[Collection entries]
Begin

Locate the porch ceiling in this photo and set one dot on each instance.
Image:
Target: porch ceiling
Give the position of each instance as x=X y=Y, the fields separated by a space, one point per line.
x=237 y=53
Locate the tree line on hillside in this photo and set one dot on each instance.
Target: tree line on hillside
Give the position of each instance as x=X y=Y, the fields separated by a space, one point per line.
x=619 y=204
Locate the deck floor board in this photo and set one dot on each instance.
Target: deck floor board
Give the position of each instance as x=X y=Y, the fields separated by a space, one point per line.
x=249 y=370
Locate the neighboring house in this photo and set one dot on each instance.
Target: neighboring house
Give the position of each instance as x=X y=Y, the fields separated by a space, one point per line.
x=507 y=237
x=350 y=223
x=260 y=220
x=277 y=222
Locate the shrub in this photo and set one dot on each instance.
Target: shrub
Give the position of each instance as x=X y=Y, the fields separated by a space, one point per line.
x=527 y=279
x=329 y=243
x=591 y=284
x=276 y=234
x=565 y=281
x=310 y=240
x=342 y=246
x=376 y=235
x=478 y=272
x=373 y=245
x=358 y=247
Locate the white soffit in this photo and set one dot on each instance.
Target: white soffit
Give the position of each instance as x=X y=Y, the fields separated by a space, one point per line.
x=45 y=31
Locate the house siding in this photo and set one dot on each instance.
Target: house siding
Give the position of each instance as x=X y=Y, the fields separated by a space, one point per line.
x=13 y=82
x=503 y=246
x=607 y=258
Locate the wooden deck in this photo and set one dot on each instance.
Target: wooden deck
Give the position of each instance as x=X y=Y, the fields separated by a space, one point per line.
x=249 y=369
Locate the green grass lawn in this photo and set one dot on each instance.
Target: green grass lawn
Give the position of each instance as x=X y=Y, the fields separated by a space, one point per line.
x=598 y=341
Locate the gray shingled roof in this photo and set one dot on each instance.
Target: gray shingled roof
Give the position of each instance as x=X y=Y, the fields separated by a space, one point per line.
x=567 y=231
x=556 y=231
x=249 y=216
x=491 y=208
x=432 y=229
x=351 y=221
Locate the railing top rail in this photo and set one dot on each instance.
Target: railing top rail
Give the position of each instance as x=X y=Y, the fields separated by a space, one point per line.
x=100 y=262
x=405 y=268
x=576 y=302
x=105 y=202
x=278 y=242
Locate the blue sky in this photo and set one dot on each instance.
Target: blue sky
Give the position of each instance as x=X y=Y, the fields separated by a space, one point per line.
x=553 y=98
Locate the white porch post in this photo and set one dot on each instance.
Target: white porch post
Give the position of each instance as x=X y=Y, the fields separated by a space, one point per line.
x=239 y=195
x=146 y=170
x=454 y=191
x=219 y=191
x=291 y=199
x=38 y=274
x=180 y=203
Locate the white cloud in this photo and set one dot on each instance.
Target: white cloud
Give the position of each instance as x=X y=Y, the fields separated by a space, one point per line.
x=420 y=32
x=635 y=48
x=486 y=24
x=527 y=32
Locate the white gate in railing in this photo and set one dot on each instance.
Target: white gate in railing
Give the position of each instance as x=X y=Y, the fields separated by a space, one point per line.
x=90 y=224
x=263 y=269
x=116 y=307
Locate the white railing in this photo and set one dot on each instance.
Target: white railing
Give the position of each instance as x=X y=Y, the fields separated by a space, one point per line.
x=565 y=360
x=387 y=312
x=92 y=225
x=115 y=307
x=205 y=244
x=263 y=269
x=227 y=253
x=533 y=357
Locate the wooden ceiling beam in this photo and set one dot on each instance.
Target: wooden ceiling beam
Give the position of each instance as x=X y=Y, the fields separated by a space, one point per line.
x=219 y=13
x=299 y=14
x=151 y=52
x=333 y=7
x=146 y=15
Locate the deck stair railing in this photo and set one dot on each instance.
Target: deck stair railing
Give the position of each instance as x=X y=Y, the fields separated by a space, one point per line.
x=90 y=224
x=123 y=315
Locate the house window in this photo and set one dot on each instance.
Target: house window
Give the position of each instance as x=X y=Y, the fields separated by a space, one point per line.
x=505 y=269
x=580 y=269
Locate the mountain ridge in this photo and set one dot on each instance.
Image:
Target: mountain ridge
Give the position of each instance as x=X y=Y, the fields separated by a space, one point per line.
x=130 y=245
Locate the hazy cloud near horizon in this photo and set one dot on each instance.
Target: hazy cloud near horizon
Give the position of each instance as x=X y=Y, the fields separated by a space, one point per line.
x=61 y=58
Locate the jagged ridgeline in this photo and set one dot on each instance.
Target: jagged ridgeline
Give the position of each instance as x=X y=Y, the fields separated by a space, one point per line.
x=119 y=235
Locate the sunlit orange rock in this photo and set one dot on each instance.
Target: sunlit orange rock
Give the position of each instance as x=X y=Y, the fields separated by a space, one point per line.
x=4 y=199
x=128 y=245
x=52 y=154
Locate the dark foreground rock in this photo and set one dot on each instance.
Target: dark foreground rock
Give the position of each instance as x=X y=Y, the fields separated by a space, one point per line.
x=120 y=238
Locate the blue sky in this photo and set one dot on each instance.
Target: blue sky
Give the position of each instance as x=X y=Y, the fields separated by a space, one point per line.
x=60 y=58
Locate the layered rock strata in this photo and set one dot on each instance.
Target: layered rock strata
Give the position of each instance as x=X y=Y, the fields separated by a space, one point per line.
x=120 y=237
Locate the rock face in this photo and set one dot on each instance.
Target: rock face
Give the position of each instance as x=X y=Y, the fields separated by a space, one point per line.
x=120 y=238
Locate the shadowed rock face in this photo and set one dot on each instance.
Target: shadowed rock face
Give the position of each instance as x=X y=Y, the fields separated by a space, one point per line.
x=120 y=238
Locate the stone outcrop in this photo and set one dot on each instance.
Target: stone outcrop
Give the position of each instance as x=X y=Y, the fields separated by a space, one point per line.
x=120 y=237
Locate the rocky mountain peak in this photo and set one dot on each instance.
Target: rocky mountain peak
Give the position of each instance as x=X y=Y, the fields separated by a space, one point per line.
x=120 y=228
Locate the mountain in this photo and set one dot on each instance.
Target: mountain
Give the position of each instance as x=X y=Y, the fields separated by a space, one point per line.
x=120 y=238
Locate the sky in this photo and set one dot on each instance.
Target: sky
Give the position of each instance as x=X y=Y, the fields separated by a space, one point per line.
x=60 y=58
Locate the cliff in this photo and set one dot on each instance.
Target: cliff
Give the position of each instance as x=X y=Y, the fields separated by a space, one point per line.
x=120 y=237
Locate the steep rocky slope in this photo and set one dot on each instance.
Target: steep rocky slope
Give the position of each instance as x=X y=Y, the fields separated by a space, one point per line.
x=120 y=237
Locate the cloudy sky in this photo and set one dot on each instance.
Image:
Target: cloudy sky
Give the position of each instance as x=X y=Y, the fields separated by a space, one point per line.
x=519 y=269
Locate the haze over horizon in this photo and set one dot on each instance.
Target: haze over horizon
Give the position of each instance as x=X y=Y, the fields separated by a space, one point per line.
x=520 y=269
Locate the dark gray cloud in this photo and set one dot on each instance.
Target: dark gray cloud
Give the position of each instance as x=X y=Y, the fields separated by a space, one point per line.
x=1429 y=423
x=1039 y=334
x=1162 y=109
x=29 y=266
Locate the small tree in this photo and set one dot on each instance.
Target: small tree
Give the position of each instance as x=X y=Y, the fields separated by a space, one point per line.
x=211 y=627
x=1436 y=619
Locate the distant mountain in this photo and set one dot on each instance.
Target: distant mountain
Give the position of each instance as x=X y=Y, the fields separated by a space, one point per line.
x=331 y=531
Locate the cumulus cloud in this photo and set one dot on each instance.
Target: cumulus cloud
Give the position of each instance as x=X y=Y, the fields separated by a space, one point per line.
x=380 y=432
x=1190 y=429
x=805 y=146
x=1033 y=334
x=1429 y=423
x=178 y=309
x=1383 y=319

End

◆ WRITTEN INSTRUCTION: Please give the lines of the records as a JSON list of strings, one string per line and blank lines left out, beginning at the start of the records and stopping after the line that contains "x=619 y=204". Include only those lines.

◆ EXERCISE OUTPUT:
[
  "Locate the porch ceiling in this photo and set one dot on each instance.",
  "Image:",
  "Target: porch ceiling",
  "Give the position of each instance as x=X y=Y, the fields separated by a space, one point per line.",
  "x=237 y=53",
  "Locate the tree line on hillside in this photo and set one dot on each instance.",
  "Target: tree line on hillside",
  "Give the position of each instance as x=X y=Y, the fields separated by a space, one point per line.",
  "x=619 y=204"
]